SUPPLIED INFORMATION
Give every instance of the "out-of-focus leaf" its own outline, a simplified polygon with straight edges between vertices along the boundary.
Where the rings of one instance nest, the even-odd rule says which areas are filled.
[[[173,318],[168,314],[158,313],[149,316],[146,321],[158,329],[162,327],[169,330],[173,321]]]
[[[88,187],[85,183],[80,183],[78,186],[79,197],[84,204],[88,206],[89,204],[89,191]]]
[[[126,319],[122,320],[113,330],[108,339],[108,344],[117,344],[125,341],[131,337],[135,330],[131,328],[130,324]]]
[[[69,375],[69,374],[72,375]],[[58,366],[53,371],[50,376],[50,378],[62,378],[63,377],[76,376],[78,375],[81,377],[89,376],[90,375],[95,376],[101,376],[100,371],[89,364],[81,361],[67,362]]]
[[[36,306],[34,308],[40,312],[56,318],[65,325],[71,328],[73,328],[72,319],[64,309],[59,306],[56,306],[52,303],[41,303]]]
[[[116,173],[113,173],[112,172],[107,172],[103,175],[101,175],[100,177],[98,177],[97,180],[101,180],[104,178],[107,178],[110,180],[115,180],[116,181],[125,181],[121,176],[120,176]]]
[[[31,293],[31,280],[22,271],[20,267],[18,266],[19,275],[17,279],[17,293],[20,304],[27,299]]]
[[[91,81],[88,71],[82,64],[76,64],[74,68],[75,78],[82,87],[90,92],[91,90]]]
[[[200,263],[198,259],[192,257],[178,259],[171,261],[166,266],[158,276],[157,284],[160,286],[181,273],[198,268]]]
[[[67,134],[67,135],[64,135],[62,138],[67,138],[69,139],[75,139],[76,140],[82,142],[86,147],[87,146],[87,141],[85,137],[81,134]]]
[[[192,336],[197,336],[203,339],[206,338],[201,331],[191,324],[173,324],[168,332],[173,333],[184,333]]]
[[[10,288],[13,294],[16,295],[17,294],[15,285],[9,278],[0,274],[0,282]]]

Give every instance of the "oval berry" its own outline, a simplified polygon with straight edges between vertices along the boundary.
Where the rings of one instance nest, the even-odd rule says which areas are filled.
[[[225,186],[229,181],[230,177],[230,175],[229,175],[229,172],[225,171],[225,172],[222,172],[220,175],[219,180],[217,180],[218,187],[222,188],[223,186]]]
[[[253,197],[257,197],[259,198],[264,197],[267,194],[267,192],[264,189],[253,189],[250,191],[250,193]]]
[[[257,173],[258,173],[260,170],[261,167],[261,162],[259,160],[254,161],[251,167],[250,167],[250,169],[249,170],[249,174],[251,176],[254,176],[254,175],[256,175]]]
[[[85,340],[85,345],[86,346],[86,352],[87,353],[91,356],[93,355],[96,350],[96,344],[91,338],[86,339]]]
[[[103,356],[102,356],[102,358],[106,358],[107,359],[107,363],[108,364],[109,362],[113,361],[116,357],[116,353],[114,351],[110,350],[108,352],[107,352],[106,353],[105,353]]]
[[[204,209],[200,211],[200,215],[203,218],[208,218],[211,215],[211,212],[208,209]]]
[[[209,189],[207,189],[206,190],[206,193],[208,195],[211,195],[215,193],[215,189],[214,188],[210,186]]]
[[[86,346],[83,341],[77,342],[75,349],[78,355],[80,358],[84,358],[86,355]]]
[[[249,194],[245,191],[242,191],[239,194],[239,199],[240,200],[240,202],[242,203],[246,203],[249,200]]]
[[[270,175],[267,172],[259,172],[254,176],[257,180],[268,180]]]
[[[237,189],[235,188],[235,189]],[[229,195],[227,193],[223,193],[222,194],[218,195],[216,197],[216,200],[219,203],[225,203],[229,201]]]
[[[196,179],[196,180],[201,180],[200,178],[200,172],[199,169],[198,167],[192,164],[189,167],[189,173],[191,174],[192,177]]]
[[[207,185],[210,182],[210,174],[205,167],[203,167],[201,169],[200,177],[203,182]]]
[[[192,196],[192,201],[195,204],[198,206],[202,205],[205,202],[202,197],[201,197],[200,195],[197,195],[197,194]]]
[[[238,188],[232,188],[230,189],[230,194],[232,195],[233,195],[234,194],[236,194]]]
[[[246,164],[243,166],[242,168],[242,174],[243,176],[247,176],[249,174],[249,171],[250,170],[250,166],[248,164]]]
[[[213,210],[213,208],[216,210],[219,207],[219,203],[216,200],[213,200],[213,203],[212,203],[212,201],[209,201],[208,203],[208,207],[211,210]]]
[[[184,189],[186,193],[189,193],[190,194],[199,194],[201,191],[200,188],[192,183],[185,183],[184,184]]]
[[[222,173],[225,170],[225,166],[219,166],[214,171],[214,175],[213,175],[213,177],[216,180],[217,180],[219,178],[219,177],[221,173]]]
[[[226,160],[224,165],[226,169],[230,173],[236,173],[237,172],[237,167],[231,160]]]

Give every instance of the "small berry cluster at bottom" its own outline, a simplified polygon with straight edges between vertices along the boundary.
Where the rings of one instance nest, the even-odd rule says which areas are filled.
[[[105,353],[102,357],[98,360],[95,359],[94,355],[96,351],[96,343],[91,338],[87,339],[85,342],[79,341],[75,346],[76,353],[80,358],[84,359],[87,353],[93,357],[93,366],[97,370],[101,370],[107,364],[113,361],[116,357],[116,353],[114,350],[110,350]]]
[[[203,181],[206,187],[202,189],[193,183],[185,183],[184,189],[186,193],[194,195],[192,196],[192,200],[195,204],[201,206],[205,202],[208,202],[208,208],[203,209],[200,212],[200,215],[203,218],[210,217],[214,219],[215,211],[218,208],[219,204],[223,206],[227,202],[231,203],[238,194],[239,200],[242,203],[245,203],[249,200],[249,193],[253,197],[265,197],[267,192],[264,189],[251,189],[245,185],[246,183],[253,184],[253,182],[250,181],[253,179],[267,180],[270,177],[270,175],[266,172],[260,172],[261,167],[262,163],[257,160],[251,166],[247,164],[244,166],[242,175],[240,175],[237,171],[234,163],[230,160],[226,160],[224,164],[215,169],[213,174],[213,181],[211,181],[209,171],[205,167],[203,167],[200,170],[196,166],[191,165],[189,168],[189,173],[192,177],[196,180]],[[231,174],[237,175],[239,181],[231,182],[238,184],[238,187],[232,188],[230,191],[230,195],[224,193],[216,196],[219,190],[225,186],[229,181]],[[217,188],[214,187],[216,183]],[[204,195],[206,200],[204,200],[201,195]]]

SET TASK
Rewrite all the rows above, switching every "simplified polygon" to "plain polygon" and leaving everything else unchanged.

EXPECTED ANSWER
Give every instance of the "out-of-focus leaf" its own outline, a plain polygon with straight edges between vertices along the boundary.
Where the rings of one instance nest, the even-odd rule says which areas are filled.
[[[173,318],[168,314],[158,313],[149,316],[146,321],[158,329],[162,327],[169,330],[173,321]]]
[[[88,187],[85,183],[80,183],[78,186],[79,197],[84,204],[88,206],[89,204],[89,191]]]
[[[126,319],[122,320],[113,330],[108,339],[108,344],[117,344],[125,341],[131,337],[135,330],[131,328],[130,324]]]
[[[69,375],[69,374],[72,375]],[[58,366],[53,371],[50,376],[50,378],[62,378],[63,377],[76,376],[78,375],[81,377],[89,376],[90,375],[95,376],[101,376],[100,371],[89,364],[81,361],[67,362]]]
[[[36,306],[34,308],[40,312],[56,318],[65,325],[71,328],[73,328],[72,319],[64,309],[59,306],[56,306],[52,303],[41,303]]]
[[[116,173],[113,173],[112,172],[107,172],[103,175],[101,175],[100,177],[98,177],[97,180],[101,180],[104,178],[107,178],[110,180],[115,180],[116,181],[125,181],[121,176],[120,176]]]
[[[31,293],[31,280],[22,271],[20,267],[18,266],[19,275],[17,279],[17,293],[20,304],[27,299]]]
[[[91,81],[88,71],[82,64],[76,64],[74,68],[75,78],[82,87],[90,92],[91,90]]]
[[[200,263],[198,259],[192,257],[178,259],[171,261],[166,266],[158,276],[157,284],[160,286],[181,273],[198,268]]]
[[[67,134],[67,135],[64,135],[62,138],[67,138],[69,139],[75,139],[76,140],[82,142],[86,147],[87,146],[87,141],[85,137],[81,134]]]
[[[192,336],[197,336],[203,339],[206,338],[201,331],[191,324],[173,324],[168,332],[173,333],[184,333]]]
[[[10,288],[13,294],[16,295],[17,294],[15,285],[9,278],[0,274],[0,282]]]

Give every instance of the "oval berry" its own outline, a plain polygon with straight edges between vertices along the boundary.
Where the rings of one instance nest, the even-odd rule says which areas are filled.
[[[225,186],[229,181],[230,177],[230,175],[229,175],[229,172],[225,171],[225,172],[222,172],[220,175],[219,180],[217,180],[218,187],[222,188],[223,186]]]
[[[253,197],[257,197],[259,198],[264,197],[267,194],[267,192],[264,189],[253,189],[250,191],[250,193]]]
[[[257,173],[258,173],[260,170],[261,167],[261,162],[259,160],[254,161],[251,167],[250,167],[250,169],[249,170],[249,174],[251,176],[254,176],[254,175],[256,175]]]
[[[85,340],[85,345],[86,346],[86,352],[87,353],[91,356],[93,355],[96,350],[96,344],[91,338],[86,339]]]
[[[103,356],[102,356],[102,358],[106,358],[107,359],[107,363],[108,364],[109,362],[113,361],[116,357],[116,353],[114,351],[110,350],[108,352],[107,352],[106,353],[105,353]]]
[[[204,209],[200,211],[200,215],[203,218],[208,218],[211,215],[211,212],[208,209]]]
[[[209,189],[207,189],[206,190],[206,193],[208,195],[211,195],[215,193],[215,189],[214,188],[210,186]]]
[[[86,346],[83,341],[77,342],[75,349],[78,355],[80,358],[84,358],[86,355]]]
[[[249,194],[245,191],[242,191],[239,194],[239,199],[240,200],[240,202],[242,203],[246,203],[249,200]]]
[[[270,175],[267,172],[259,172],[254,176],[257,180],[268,180]]]
[[[237,189],[235,188],[235,189]],[[229,195],[227,193],[223,193],[222,194],[218,195],[216,197],[216,200],[219,203],[225,203],[229,201]]]
[[[196,179],[196,180],[201,180],[200,178],[200,172],[199,169],[198,167],[192,164],[189,167],[189,173],[191,174],[192,177]]]
[[[207,185],[210,182],[210,174],[205,167],[203,167],[201,169],[200,177],[203,182]]]
[[[192,196],[192,201],[195,204],[198,206],[202,205],[205,202],[202,197],[201,197],[200,195],[197,195],[197,194]]]
[[[238,188],[232,188],[230,189],[230,194],[232,195],[233,195],[234,194],[236,194]]]
[[[246,164],[243,166],[242,168],[242,174],[243,176],[247,176],[249,174],[249,171],[250,170],[250,166],[248,164]]]
[[[213,210],[213,208],[216,210],[219,207],[219,203],[216,200],[213,200],[213,203],[212,203],[212,201],[209,201],[208,203],[208,207],[211,210]]]
[[[184,189],[186,193],[189,193],[190,194],[199,194],[201,191],[200,188],[192,183],[185,183],[184,184]]]
[[[222,173],[225,170],[225,166],[219,166],[214,171],[214,175],[213,175],[213,177],[216,180],[217,180],[219,178],[219,177],[221,173]]]
[[[226,160],[224,165],[226,169],[230,173],[236,173],[237,172],[237,167],[231,160]]]

Give every instance of the "small berry cluster at bottom" its own outline, a plain polygon with straight edges between vertices along the boundary.
Where the rings of one instance nest, the even-odd rule says which areas are filled.
[[[105,353],[102,357],[98,360],[95,359],[94,355],[96,351],[96,343],[91,338],[87,339],[85,342],[79,341],[75,346],[76,353],[80,358],[84,359],[87,353],[93,357],[93,366],[97,370],[101,370],[107,364],[113,361],[116,357],[116,353],[114,350],[110,350]]]
[[[203,181],[206,187],[202,189],[193,183],[185,183],[184,189],[186,193],[194,195],[192,196],[192,200],[195,204],[201,206],[205,202],[208,202],[208,208],[203,209],[200,212],[200,215],[203,218],[210,217],[214,219],[215,211],[218,208],[219,204],[223,206],[227,202],[231,203],[238,194],[239,200],[242,203],[245,203],[249,200],[249,193],[253,197],[265,197],[267,192],[264,189],[251,189],[245,185],[246,183],[253,184],[253,182],[250,181],[253,179],[267,180],[270,177],[270,175],[266,172],[260,172],[261,167],[262,163],[257,160],[251,166],[247,164],[244,166],[242,175],[240,175],[237,171],[234,163],[230,160],[226,160],[224,164],[215,169],[213,174],[213,181],[211,181],[209,171],[205,167],[203,167],[200,170],[196,166],[191,165],[189,168],[189,173],[192,177],[196,180]],[[231,174],[237,175],[239,181],[231,182],[238,184],[238,187],[232,188],[230,191],[230,195],[224,193],[216,196],[219,190],[225,186],[229,181]],[[217,188],[214,187],[216,183]],[[204,195],[206,200],[204,200],[201,195]]]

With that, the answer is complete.